### Exercise requirements
Rewrite the data below, replacing "a single space" with "a comma" wherever it appears and keeping everything else the same.

━━ The data ━━

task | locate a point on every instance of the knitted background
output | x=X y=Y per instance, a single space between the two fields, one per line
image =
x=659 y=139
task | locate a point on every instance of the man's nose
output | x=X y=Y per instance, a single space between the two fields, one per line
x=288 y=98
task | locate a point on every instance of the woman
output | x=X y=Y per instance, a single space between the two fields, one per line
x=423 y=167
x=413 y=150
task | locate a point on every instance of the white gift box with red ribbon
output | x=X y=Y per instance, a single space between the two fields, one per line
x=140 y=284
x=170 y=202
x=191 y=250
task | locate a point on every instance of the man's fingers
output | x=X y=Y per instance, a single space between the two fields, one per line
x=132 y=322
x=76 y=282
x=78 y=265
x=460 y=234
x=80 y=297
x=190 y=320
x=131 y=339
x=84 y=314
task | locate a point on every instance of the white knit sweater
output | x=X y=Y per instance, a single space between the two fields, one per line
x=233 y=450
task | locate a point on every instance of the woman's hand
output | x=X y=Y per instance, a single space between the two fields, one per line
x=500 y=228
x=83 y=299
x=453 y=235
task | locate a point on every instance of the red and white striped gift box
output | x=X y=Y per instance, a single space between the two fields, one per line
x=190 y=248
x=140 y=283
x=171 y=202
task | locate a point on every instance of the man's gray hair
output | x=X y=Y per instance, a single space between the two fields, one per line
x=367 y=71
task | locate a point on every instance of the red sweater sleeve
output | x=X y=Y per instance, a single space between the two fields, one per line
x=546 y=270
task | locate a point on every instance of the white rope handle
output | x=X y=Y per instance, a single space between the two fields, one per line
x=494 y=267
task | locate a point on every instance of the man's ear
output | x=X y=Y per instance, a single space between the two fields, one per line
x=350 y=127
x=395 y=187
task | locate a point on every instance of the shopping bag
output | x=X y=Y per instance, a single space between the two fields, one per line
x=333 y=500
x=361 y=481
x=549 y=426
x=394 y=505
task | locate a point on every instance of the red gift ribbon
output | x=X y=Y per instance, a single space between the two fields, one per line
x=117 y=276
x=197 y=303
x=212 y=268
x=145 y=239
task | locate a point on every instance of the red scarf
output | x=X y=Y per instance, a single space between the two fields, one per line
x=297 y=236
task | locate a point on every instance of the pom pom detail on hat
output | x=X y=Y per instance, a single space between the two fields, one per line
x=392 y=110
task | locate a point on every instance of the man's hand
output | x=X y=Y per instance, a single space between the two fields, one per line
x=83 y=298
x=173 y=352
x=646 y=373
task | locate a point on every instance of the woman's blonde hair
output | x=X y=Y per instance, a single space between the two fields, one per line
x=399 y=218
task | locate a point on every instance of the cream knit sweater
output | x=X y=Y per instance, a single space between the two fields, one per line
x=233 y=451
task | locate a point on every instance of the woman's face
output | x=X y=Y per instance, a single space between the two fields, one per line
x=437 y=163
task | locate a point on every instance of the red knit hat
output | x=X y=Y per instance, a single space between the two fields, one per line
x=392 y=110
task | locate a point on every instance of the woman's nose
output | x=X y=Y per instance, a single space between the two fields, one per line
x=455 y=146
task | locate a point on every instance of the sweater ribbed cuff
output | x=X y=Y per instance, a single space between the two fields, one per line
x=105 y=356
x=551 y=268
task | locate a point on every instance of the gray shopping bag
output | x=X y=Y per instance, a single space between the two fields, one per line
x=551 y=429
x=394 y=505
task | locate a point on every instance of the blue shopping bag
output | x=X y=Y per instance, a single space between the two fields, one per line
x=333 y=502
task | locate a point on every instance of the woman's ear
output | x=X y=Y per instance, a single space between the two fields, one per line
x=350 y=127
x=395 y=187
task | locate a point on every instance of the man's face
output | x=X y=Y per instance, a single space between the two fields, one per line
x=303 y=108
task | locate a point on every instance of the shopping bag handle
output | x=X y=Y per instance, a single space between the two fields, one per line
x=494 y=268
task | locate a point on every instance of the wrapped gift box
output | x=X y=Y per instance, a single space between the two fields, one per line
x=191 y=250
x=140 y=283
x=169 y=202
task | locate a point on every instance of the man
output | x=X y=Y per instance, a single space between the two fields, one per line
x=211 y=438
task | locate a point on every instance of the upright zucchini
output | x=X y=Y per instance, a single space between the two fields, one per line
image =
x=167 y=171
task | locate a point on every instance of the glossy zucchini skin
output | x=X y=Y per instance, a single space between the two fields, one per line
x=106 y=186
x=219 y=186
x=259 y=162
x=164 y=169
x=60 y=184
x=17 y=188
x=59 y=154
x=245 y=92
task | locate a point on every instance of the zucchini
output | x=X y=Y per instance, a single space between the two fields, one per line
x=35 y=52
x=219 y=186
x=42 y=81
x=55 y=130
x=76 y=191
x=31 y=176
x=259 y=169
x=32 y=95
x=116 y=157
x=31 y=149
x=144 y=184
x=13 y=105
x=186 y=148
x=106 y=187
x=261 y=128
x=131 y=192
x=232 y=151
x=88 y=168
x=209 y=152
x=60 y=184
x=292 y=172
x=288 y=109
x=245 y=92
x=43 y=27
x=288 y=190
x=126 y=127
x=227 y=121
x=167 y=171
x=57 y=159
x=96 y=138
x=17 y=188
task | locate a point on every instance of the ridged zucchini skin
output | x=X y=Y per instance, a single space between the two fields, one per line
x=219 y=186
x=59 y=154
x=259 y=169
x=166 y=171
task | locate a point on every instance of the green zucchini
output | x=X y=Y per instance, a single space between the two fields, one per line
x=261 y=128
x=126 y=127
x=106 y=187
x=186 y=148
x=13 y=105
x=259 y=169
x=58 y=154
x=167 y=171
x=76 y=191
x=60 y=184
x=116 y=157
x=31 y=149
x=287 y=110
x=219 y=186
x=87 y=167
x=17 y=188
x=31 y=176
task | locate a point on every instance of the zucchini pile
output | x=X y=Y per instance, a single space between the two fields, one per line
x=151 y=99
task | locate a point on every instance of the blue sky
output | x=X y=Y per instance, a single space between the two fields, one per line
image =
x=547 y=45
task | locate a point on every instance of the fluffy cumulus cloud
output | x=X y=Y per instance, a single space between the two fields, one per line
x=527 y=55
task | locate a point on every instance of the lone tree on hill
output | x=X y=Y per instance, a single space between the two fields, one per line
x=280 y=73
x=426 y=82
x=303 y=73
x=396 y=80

━━━

### Expected answer
task | locate a point on every instance of the knitted background
output | x=X y=Y per instance, a comma between the two fields, one per line
image =
x=659 y=139
task | locate a point on every instance of the man's nose
output | x=X y=Y per instance, a comma between the two fields, one per line
x=288 y=98
task | locate a point on every instance of the woman
output | x=X y=Y per instance, a comma between the two fields, one per line
x=423 y=167
x=413 y=150
task | locate a point on every instance of the white gift box with red ribbon
output | x=X y=Y per instance, a comma between the two fields, one per line
x=140 y=284
x=170 y=202
x=191 y=250
task | locate a point on every instance of the man's fingers
output | x=X y=Y per instance, a comma between the two fields, one per line
x=132 y=322
x=76 y=282
x=78 y=265
x=460 y=234
x=80 y=297
x=190 y=320
x=131 y=339
x=84 y=314
task | locate a point on every instance of the white knit sweater
output | x=X y=Y per instance, a comma between the two fields, one per line
x=233 y=450
task | locate a point on every instance of the woman's hand
output | x=X y=Y per instance, a comma between the two fields, one per line
x=500 y=228
x=83 y=299
x=453 y=235
task | locate a point on every instance of the red and white striped gift box
output | x=X y=Y per instance, a comma between the two fields, one per line
x=190 y=248
x=140 y=283
x=171 y=202
task | locate a point on every instance of the man's gray hair
output | x=X y=Y per instance, a comma between the two fields, one per line
x=367 y=71
task | locate a point on every instance of the red sweater sleeve
output | x=X y=Y per instance, a comma between the two fields, one per line
x=546 y=270
task | locate a point on every instance of the white rope handle
output | x=X y=Y per instance, a comma between the two fields, one per line
x=494 y=267
task | locate a point on every instance of the man's ear
output | x=X y=Y per instance, a comma between the two fields, one per line
x=350 y=127
x=395 y=187
task | locate a point on every instance of the shopping bag
output | x=X y=Y per instance, a comma between the two fields, one per line
x=333 y=500
x=361 y=481
x=549 y=426
x=394 y=505
task | locate a point on every instance of the red gift ribbon
output | x=X y=Y per instance, a comma between the two fields, one per line
x=117 y=276
x=197 y=303
x=212 y=268
x=145 y=239
task | locate a point on every instance of the red scarf
output | x=X y=Y per instance, a comma between the two fields, one per line
x=297 y=236
task | locate a point on every instance of the pom pom detail on hat
output | x=X y=Y per instance, a comma between the two fields, one per line
x=392 y=110
task | locate a point on every instance of the man's hand
output | x=X y=Y per instance, a comma between the two fields, one per line
x=83 y=298
x=173 y=352
x=646 y=373
task | locate a point on every instance of the woman's blonde hair
output | x=X y=Y per instance, a comma between the two fields, one per line
x=399 y=218
task | locate a point on every instance of the cream knit sweater
output | x=X y=Y per instance, a comma between the two fields, one per line
x=233 y=451
task | locate a point on every instance of the woman's face
output | x=X y=Y per instance, a comma between the two fields, one per line
x=437 y=163
task | locate a point on every instance of the red knit hat
output | x=X y=Y per instance, a comma between the two fields, one per line
x=392 y=110
task | locate a point on every instance of the woman's nose
output | x=X y=Y per instance, a comma between the two fields, one per line
x=455 y=146
task | locate a point on every instance of the sweater ribbed cuff
output | x=X y=Y per instance, a comma between the two fields, one per line
x=105 y=356
x=551 y=268
task | locate a point on every instance of the gray shopping bag
output | x=X y=Y per instance, a comma between the two fields, one per line
x=551 y=429
x=394 y=505
task | locate a point on every instance of the blue shopping bag
output | x=X y=Y per instance, a comma between the two fields, one per line
x=333 y=502
task | locate a point on every instance of the woman's ear
output | x=X y=Y per instance, a comma between the two fields, one per line
x=350 y=127
x=395 y=187
task | locate a point on every instance of the man's face
output | x=X y=Y per instance, a comma between the two fields, one per line
x=303 y=108
task | locate a point on every instance of the shopping bag handle
output | x=X y=Y per instance, a comma between the two fields, one per line
x=494 y=268
task | locate a point on every instance of the wrapped gift box
output | x=X y=Y per instance, a comma between the two fields, one per line
x=191 y=250
x=140 y=283
x=169 y=202
task | locate a point on every instance of the man
output | x=X y=Y per instance, a comma between the two fields, one per line
x=211 y=438
task | locate a point on every instance of the upright zucchini
output | x=X y=Y per instance, a comma between the two fields, one per line
image =
x=167 y=171
task | locate a point on every instance of the glossy zucchini skin
output | x=X y=Y per instance, a comma between the two fields, one per line
x=106 y=186
x=219 y=186
x=259 y=162
x=164 y=169
x=60 y=184
x=17 y=188
x=59 y=154
x=245 y=92
task | locate a point on every instance of the zucchini
output | x=X y=Y per instance, a comma between the two fields, one per line
x=35 y=52
x=219 y=186
x=42 y=81
x=55 y=130
x=76 y=191
x=31 y=176
x=259 y=169
x=32 y=95
x=116 y=157
x=31 y=149
x=144 y=184
x=13 y=105
x=186 y=148
x=106 y=187
x=261 y=128
x=131 y=192
x=232 y=151
x=88 y=168
x=209 y=152
x=60 y=184
x=292 y=172
x=288 y=109
x=245 y=92
x=43 y=27
x=288 y=190
x=126 y=127
x=227 y=121
x=167 y=171
x=57 y=159
x=96 y=138
x=17 y=188
task | locate a point on every instance of the ridged zucchini skin
output | x=X y=Y per instance, a comma between the two fields, one per line
x=219 y=186
x=59 y=154
x=259 y=169
x=166 y=171
task | locate a point on every instance of the green zucchini
output | x=X y=Y per instance, a comma between the two fields, one per line
x=261 y=128
x=126 y=127
x=106 y=187
x=186 y=148
x=13 y=105
x=259 y=169
x=58 y=154
x=167 y=171
x=76 y=191
x=60 y=184
x=116 y=157
x=31 y=149
x=287 y=110
x=219 y=186
x=87 y=167
x=17 y=188
x=31 y=176
task | locate a point on every instance of the zucchini pile
output | x=X y=Y per instance, a comma between the two fields, one per line
x=151 y=99
task | locate a point on every instance of the blue sky
output | x=X y=Y per instance, a comma between the two fields, one per line
image =
x=547 y=45
task | locate a point on every instance of the fluffy cumulus cloud
output | x=X y=Y per instance, a comma between the two fields, one per line
x=527 y=55
task | locate a point on every instance of the lone tree on hill
output | x=X y=Y per instance, a comma between the two fields, one per line
x=280 y=73
x=426 y=82
x=303 y=73
x=396 y=80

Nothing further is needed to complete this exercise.